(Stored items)
%%

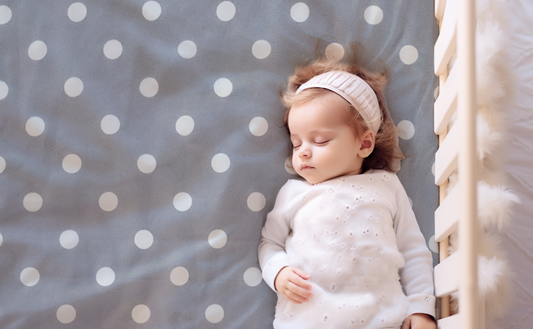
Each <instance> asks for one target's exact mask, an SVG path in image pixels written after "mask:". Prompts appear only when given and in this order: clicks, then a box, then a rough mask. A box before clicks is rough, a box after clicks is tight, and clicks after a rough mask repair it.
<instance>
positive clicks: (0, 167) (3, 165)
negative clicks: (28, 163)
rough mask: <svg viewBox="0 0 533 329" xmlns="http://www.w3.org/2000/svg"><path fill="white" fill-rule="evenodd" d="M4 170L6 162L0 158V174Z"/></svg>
mask: <svg viewBox="0 0 533 329" xmlns="http://www.w3.org/2000/svg"><path fill="white" fill-rule="evenodd" d="M4 170H6V160H5V159H4V158H3V157H0V174H1V173H3V172H4Z"/></svg>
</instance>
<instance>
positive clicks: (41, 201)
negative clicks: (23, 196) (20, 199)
mask: <svg viewBox="0 0 533 329" xmlns="http://www.w3.org/2000/svg"><path fill="white" fill-rule="evenodd" d="M22 204H23V205H24V208H25V209H26V210H27V211H30V212H36V211H38V210H39V209H41V207H42V206H43V198H42V197H41V196H40V195H39V194H37V193H34V192H32V193H28V194H26V196H25V197H24V200H23V201H22Z"/></svg>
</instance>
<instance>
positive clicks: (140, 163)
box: [137, 154, 157, 174]
mask: <svg viewBox="0 0 533 329" xmlns="http://www.w3.org/2000/svg"><path fill="white" fill-rule="evenodd" d="M156 165H157V162H156V161H155V158H154V157H153V156H151V155H150V154H143V155H141V156H140V157H139V159H137V168H139V170H140V171H141V172H142V173H145V174H150V173H152V172H153V171H154V170H155V167H156Z"/></svg>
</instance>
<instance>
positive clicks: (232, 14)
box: [217, 1, 235, 22]
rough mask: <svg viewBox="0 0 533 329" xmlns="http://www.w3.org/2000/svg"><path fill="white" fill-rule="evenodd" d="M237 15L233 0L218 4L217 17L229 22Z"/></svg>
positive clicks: (222, 2)
mask: <svg viewBox="0 0 533 329" xmlns="http://www.w3.org/2000/svg"><path fill="white" fill-rule="evenodd" d="M234 16H235V5H234V4H233V3H232V2H231V1H224V2H221V3H220V4H219V5H218V6H217V17H218V19H220V20H221V21H223V22H228V21H230V20H232V19H233V17H234Z"/></svg>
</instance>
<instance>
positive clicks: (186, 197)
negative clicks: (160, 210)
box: [174, 192, 192, 211]
mask: <svg viewBox="0 0 533 329" xmlns="http://www.w3.org/2000/svg"><path fill="white" fill-rule="evenodd" d="M191 206H192V198H191V196H190V195H189V194H187V193H185V192H181V193H178V194H176V196H175V197H174V208H176V210H179V211H187V210H189V208H191Z"/></svg>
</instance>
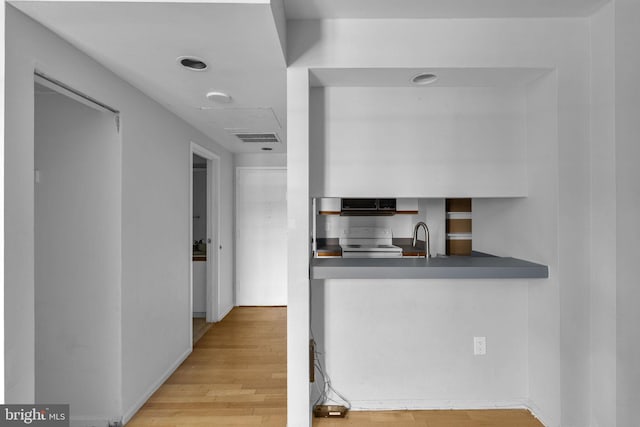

%%

### YOUR ASSIGNMENT
Give back, exactly and with nothing added, the lines from the line with "box: [217, 1, 235, 22]" through the final line of the data, both included; leave pictures out.

### FINAL ANSWER
box: [217, 1, 235, 22]
rough mask: <svg viewBox="0 0 533 329" xmlns="http://www.w3.org/2000/svg"><path fill="white" fill-rule="evenodd" d="M237 15L233 0L218 4L217 17L229 22Z"/></svg>
positive clicks: (222, 2)
mask: <svg viewBox="0 0 533 329" xmlns="http://www.w3.org/2000/svg"><path fill="white" fill-rule="evenodd" d="M234 16H235V5H234V4H233V3H232V2H231V1H224V2H221V3H220V4H219V5H218V6H217V17H218V19H220V20H221V21H223V22H228V21H230V20H232V19H233V17H234Z"/></svg>
</instance>
<instance>
positive clicks: (186, 197)
negative clicks: (160, 210)
box: [174, 192, 192, 211]
mask: <svg viewBox="0 0 533 329" xmlns="http://www.w3.org/2000/svg"><path fill="white" fill-rule="evenodd" d="M191 206H192V198H191V196H190V195H189V194H187V193H185V192H181V193H178V194H176V196H175V197H174V208H176V210H179V211H187V210H189V208H191Z"/></svg>
</instance>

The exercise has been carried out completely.